Work required »
Reproduce word for word the part of the Cheltenham forum thread from "Stare in appalled" to "and crafts movement.".

Passage for review »
• • • •

# Cheltenham-what to do?



## moonsi til (Feb 15, 2020)

I am going to Cheltenham next month for a catch up with female friends, this has been chosen as it’s halfway for most.

I have never been before so looking for suggestions of what to do, places to eat & drink. Our main reason is time together food/drink but if there is something to do that would fab.

I like a walking tour but quick google has walking tours starting from April.

For food an independent place & veggie friendly.


----------



## ffsear (Feb 15, 2020)

i recommend a walk up Cleeve Hill.   Cleeve Hill (Cheltenham) - 2020 All You Need to Know Before You Go (with Photos) - Cheltenham, England | Tripadvisor


----------



## tim (Feb 15, 2020)

Turn vacillating GCHQ employees


----------



## Cid (Feb 18, 2020)

Stare in appalled silence at the salmon pink corduroys and range rovers. I go there sometimes to do a furniture exhibition... Am not a fan of the place. Plenty of places to eat, not cheap. Couldn't name any specifically, I think I got taken to the Champingnon Sauvage once, but wasn't paying.

It does have an exceptionally good museum of the arts and crafts movement.


----------



## moonsi til (Mar 3, 2020)

We are going for lunch at

www.thetaverncheltenham.com


----------



## Riklet (Mar 27, 2020)

Some really good charity shops and cheese shops. Nice enough for a walk about, there are a fair number of eateries and independent shops in the centre.

In the arcade make sure you go through past the fish clock as the hour chimes cos it blows bubbles.. really awesome always used to love it when we went there when I as a kid!

Well... I guess your trip has been postponed but I doubt Cheltenham will ever change that much, even post Covid. It's _solidly_ alright but not really that great or interesting or nice.


----------



## Geri (Mar 27, 2020)

I didn't think much of it when I went there. Tewkesbury is better.


----------



## Baggins67 (Apr 2, 2020)

moonsi til said:


> I am going to Cheltenham next month for a catch up with female friends, this has been chosen as it’s halfway for most.
> 
> I have never been before so looking for suggestions of what to do, places to eat & drink. Our main reason is time together food/drink but if there is something to do that would fab.
> 
> ...


I recommend self isolation and stay at home


----------



## William of Walworth (May 17, 2020)

When we're all back, eventually, onto normal life, I can recommend .....

... *some truly excellent pubs!!* in Cheltenham!


----------

• • • •

(Data entries)
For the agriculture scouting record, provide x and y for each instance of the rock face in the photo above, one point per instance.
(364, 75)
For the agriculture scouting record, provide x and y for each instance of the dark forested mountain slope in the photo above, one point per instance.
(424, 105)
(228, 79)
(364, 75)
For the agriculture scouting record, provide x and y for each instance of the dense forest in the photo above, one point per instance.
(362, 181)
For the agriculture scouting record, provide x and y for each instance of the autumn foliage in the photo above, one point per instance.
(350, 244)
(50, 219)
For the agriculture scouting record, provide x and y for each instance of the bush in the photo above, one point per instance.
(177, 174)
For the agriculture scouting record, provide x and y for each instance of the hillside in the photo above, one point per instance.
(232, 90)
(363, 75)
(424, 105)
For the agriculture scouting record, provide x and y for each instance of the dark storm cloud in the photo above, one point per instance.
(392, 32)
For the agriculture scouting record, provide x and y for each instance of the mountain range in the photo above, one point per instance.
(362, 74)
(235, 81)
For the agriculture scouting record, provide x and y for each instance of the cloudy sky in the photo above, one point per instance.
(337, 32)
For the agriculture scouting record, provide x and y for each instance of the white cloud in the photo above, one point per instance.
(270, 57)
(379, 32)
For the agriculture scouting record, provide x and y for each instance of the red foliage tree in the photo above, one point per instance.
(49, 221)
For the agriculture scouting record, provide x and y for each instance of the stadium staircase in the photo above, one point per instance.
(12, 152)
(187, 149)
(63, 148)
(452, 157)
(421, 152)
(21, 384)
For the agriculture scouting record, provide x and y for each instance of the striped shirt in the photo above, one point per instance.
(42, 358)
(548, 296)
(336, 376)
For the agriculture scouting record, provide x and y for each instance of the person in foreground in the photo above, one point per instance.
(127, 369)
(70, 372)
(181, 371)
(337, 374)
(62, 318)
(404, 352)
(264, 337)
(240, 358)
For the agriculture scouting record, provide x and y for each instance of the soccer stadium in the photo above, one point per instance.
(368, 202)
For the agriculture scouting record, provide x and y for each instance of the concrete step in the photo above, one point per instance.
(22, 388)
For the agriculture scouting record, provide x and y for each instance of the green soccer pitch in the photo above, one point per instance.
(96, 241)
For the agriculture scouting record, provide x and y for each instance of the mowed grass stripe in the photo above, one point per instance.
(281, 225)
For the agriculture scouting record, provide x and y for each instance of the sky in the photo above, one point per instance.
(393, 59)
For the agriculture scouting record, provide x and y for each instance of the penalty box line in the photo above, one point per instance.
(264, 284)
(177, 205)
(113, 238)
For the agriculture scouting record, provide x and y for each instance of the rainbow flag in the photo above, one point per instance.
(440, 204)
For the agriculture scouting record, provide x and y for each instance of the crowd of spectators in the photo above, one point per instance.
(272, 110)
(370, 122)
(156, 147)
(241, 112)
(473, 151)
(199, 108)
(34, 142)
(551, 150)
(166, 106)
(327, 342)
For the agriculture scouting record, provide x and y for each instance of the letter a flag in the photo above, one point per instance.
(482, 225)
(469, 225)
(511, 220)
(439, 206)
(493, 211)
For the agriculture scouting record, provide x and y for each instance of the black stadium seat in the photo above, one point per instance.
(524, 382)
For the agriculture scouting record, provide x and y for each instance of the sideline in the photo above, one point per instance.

• • • •

Result for this task »
Stare in appalled silence at the salmon pink corduroys and range rovers. I go there sometimes to do a furniture exhibition... Am not a fan of the place. Plenty of places to eat, not cheap. Couldn't name any specifically, I think I got taken to the Champingnon Sauvage once, but wasn't paying.

It does have an exceptionally good museum of the arts and crafts movement.